_PROVIDED DATA_
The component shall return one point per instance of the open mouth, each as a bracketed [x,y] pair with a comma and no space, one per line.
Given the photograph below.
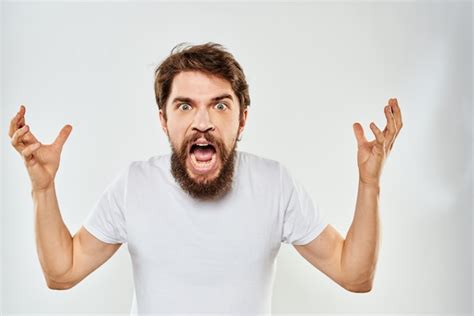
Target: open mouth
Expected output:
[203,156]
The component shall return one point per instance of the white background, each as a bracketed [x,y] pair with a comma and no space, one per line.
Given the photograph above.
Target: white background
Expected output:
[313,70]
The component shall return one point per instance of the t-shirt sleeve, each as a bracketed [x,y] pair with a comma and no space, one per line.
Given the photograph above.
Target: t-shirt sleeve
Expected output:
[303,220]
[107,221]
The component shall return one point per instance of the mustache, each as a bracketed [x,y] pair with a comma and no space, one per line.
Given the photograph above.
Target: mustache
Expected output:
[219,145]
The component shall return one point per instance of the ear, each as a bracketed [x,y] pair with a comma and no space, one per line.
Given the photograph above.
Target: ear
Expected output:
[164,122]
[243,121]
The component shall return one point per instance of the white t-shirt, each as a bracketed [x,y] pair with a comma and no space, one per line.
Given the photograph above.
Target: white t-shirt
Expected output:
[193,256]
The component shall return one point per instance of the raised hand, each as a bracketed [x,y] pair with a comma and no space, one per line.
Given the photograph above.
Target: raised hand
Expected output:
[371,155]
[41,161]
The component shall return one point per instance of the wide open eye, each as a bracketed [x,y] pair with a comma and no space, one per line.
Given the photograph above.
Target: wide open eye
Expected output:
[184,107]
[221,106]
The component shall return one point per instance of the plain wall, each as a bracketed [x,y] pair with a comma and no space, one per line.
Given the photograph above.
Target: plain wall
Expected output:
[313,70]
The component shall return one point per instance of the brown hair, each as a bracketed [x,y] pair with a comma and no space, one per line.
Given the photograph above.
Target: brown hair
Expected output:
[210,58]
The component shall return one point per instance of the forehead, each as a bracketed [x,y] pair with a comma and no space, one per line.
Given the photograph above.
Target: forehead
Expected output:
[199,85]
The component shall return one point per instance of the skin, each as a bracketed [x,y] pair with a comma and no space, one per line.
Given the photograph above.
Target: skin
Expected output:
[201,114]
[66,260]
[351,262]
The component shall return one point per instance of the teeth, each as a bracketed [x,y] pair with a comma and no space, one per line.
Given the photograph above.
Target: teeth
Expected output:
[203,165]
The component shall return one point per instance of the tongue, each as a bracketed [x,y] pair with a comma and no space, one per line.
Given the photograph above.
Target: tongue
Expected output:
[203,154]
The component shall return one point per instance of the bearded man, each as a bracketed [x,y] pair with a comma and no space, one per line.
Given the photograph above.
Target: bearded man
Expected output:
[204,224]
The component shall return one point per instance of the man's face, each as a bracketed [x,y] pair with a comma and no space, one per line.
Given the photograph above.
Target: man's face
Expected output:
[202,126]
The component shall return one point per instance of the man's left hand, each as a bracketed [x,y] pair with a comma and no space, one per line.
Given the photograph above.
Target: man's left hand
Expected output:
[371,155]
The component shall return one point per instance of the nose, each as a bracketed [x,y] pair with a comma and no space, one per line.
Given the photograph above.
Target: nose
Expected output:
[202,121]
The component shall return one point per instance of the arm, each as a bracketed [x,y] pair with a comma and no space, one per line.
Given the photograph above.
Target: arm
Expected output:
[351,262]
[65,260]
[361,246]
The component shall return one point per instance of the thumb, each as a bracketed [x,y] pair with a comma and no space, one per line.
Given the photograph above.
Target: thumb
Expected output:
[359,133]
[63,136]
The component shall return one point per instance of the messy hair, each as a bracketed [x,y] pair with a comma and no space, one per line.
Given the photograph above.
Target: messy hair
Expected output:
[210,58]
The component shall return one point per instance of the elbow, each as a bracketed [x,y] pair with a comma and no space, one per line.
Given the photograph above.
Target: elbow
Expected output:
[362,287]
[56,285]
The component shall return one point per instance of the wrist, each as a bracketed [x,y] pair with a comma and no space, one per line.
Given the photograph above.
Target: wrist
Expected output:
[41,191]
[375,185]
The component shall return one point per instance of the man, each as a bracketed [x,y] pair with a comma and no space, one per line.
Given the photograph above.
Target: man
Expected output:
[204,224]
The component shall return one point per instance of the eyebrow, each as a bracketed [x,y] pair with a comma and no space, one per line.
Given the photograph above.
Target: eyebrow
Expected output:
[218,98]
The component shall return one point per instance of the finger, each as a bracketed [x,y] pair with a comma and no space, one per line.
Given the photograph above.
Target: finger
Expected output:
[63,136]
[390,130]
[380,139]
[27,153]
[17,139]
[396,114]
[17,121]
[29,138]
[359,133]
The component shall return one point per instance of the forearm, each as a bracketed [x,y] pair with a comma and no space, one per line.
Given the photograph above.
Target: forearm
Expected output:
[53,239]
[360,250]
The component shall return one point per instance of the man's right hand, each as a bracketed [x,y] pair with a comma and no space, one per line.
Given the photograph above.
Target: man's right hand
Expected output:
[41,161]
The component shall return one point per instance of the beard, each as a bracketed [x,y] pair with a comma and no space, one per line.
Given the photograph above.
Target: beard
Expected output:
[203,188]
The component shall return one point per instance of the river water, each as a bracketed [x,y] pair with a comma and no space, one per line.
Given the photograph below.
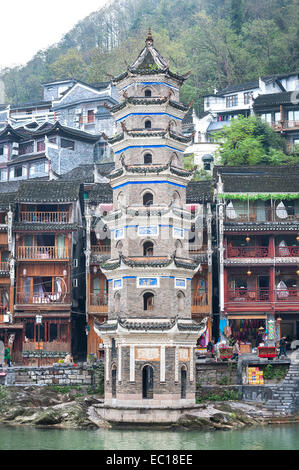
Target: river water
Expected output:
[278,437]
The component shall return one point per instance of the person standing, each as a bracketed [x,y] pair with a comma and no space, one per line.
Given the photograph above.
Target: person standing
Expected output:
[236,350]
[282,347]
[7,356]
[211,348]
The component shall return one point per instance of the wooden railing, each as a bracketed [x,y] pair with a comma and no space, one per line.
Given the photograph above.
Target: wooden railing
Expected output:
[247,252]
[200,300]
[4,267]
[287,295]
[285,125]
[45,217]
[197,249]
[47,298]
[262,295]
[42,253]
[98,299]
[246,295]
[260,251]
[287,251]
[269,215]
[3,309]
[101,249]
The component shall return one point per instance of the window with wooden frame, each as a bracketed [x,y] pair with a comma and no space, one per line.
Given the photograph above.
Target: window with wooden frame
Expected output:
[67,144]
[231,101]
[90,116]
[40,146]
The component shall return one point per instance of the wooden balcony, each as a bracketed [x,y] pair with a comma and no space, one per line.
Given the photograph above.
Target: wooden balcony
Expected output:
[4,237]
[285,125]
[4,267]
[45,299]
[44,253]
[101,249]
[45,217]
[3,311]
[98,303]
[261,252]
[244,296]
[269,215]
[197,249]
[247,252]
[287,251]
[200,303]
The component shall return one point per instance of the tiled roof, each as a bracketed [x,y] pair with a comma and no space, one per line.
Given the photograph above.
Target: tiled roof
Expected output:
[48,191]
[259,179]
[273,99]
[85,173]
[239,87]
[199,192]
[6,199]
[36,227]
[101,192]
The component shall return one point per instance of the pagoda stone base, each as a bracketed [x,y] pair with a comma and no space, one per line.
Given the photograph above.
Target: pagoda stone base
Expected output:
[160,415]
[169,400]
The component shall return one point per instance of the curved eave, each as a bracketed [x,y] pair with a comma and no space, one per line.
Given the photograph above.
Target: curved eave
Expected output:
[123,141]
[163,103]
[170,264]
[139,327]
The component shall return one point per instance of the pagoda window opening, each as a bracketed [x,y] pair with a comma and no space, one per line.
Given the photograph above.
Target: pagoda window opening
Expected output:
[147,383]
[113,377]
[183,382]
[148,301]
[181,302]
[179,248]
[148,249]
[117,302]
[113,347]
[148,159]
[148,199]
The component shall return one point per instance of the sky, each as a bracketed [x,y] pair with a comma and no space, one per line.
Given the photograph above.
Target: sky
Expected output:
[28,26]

_YOUR INSTRUCTIONS_
Leave out the pictures and output every record above precisely as given.

_SOLUTION TO THE PROBLEM_
The component shall return one point per instance of the open mouth, each as a bracketed [x,y] pair with a comma and no space, one per line.
Given the photograph below.
Target: open mouth
Expected output:
[203,156]
The component shall return one point per instance of the white background, each as a bracketed [x,y] pair with a comma and no space, one per line.
Given the photograph above.
Target: white background
Expected output:
[313,70]
The component shall return one point per instance of the t-shirt sleeve, each as a bracketed [x,y] pair with a comma and no space, one per line.
Given the photograph above.
Target: t-shirt sleeve
Expected output:
[303,220]
[107,221]
The component shall return one point per instance of the mustache, each as a bracketed [x,y] pair with a comma and no space, one per line.
Given the photograph above.
Target: mustache
Expected output:
[219,145]
The component shall return one point per instance of the ear, each as a bracketed [x,y] pair with a comma and no space, one per line.
Given the photograph above.
Target: ear
Expected output:
[164,122]
[243,121]
The component shall return one point per instance of the white t-shirt, each as a bracketed [x,y] pair with a comma and no space, one per line.
Given the photograph above.
Target: white t-shirt
Expected output:
[193,256]
The component shall return one point per instance of the raised hand, each as a bracketed [x,y] pair with a comma and no space, one per line.
Given the photograph above.
Target: raised hand
Expected output:
[371,155]
[41,161]
The component shall return one point per instance of the wide open eye, each as a bracketed [x,y] pair with a comma and no space, one per line.
Given the photograph above.
Target: wide open eye
Expected output:
[184,107]
[221,106]
The component shall return one point per instance of the plain wall, each as a bracketed [x,y] pair with a comma and no space, one per line.
Given the photograph above.
Target: plain wall
Expected output:
[313,70]
The component shall return one point per instance of the brown hair, each as a bracketed [x,y] pair with a comma and no space, one per line.
Given the photograph above.
Target: brown hair
Expected output:
[210,58]
The component shall return one point per instance of the forehead, each as a bracketed [x,y] pair with a comma and no space, one per line.
Given the photograph above.
Target: forehead
Expected output:
[199,85]
The component shall return one point per instance of the skin, each as a bracketed [x,y] pair with a comma and no space, one per line.
Given the photograph above.
Target: skin
Expected output:
[201,114]
[66,260]
[351,262]
The component shall return one point per instance of the teeth, each as a bracketed [x,y] pair with a comma and no space, one per line.
Given the photograph above.
Target: teeth
Expected output:
[203,165]
The component shall return one point per instance of the tongue, each as a bracketed [x,y] pair with a comma and no space, one per line.
Given the photograph above.
Target: tongue
Expected output:
[203,154]
The component shall return one point per instance of the bearded man, each as a bracketed [x,y] pair with a comma and no space, one per line.
Given the photograph above.
Target: bearded man
Expected output:
[204,224]
The component shall return one point per instance of the man's face, each as a bracketed [x,y] pair with a comma and no space, one per line.
Given the photograph above.
Target: man's face
Expected output:
[202,126]
The component shall return one point per instance of the man's left hand, each as a bracketed [x,y] pair with a comma and no space, one per line.
Given the photograph above.
Target: man's left hand
Expected output:
[371,155]
The component shall return one point per instance of the nose, each as a bracketed [x,y] pair with a comma and no space, one per line.
Given the photograph above.
Target: nose
Expected output:
[202,121]
The component shall return one point per instance of the arm, each as a bracketed [x,y] pair with a comma and no space, one per line.
Given the photograph above.
Target: arm
Expected output:
[351,262]
[65,260]
[361,246]
The component shall return one point per instance of the thumb, each as a bracketed [x,y] pair with a comma and no space, one per line.
Given the photograph above.
Target: thumb
Expected output:
[359,133]
[63,136]
The component shall return one point per instance of the messy hair, each as a bracketed [x,y] pair with a comma and no space, one per line.
Given the photograph above.
Target: messy hair
Expected output:
[210,58]
The component shall return one point per instance of the elbow, each as a bracketed [x,y] pair with a comma and no space, one per line.
Given the photograph above.
Target: elbow
Expected output:
[362,287]
[56,285]
The component shall return one point per instance of the wrist, each as a bracketed [x,y] pair with a comma and no space, one per line.
Given the photograph above.
Target: wrist
Expected output:
[41,191]
[375,185]
The component shall return one point per instance of the man, each as a bracketed [x,y] pair with a comma and no space, one per line.
Given the photograph above.
Target: man
Expected output:
[204,224]
The component shall return one point per instance of the eyebrow, each as a bracketed [x,y] pair with a comma and no space, one per line.
Given the photograph above.
Target: eyebrow
Expected output:
[218,98]
The component shall return one point per instance of the finger, each as a bracketed [x,y] pair with a comma and no space, one per line.
Given the photograph above.
Target: finger
Expected output:
[63,136]
[390,130]
[380,139]
[27,153]
[17,139]
[396,114]
[17,121]
[29,138]
[359,133]
The component shall return one point per instance of the forearm, each as a bracketed [x,y] pair with a comma and no space, one per line.
Given the photograph above.
Target: forearm
Expected output:
[53,239]
[360,250]
The component shall return one point per instance of the man's right hand, each as a bracketed [x,y] pair with a comma and no space, one per line.
Given the photograph above.
Target: man's right hand
Expected output:
[41,161]
The component shall return one point per instance of the beard, each as a bracketed [x,y] pair with a comma and no space, one per line.
Given the photograph above.
Target: beard
Expected output:
[203,188]
The component shall return one point per instance of the river water, each as a bracketed [x,y] pair with a comma and no space, one per line.
Given the photograph below.
Target: river water
Expected output:
[278,437]
The component shall return one point per instance of the person standing, each as a bracketed [x,y] pair with a comma and no space, one per line.
Given the photograph above.
Target: person standing
Expected output:
[236,350]
[282,347]
[7,356]
[211,348]
The component shall return one point per instance of the wooden railing, each as a bracketed [x,y] pair with a comma and no space, one per line.
Given the photograph above.
Target: wooden railing
Expected output:
[247,252]
[200,300]
[4,267]
[287,295]
[285,125]
[45,217]
[197,249]
[47,298]
[262,295]
[42,253]
[98,299]
[246,295]
[260,251]
[287,251]
[269,215]
[3,309]
[101,249]
The component shall return one point per instance of the window with wooden frame, each as a bracketed [x,y] pair with a comma and no space, one per line.
Given the photograph above.
Target: window with wooden frame
Expected output:
[67,144]
[231,101]
[90,116]
[40,146]
The component shall return one point per instance of the wooden balcony, each as a bracketed [x,y] pair with a comma and no space, one per line.
Given the photograph above.
Target: wooden balcony
Expected output:
[4,237]
[285,125]
[4,267]
[45,299]
[44,253]
[101,249]
[45,217]
[3,311]
[98,303]
[261,252]
[244,296]
[269,215]
[197,249]
[247,252]
[287,251]
[200,303]
The component shall return one point per instance of the tiled roof, each as a bracketed [x,y] pair with a comma and no space, one per line.
Given the photograph above.
Target: tiled roof
Expected output:
[48,191]
[259,179]
[273,99]
[85,173]
[239,87]
[199,192]
[6,199]
[36,227]
[101,192]
The component shall return one point per instance of the pagoda stone base, each as a bracketed [x,y] pair with a comma and no space, one per line.
Given the photograph above.
Target: pagoda stone base
Expected output:
[160,415]
[169,400]
The component shall return one point per instance of the curved eave, each as a bracketed [x,y] pair with a comma and no space, one per line.
Given the photograph above.
Target: curved eave
Expected output:
[123,141]
[163,103]
[170,264]
[139,327]
The component shall return one point per instance of the pagoda window opening, each as a bracketed [x,y] pair with a comma and no space, one per line.
Given the photograph above.
Target: pagoda window opening
Expected output:
[147,383]
[113,377]
[183,382]
[148,301]
[181,302]
[179,248]
[148,249]
[117,302]
[113,347]
[148,159]
[148,199]
The component shall return one point per instance of the sky, each as a bracketed [x,y] pair with a comma and no space, one per line.
Given the photograph above.
Target: sky
Expected output:
[28,26]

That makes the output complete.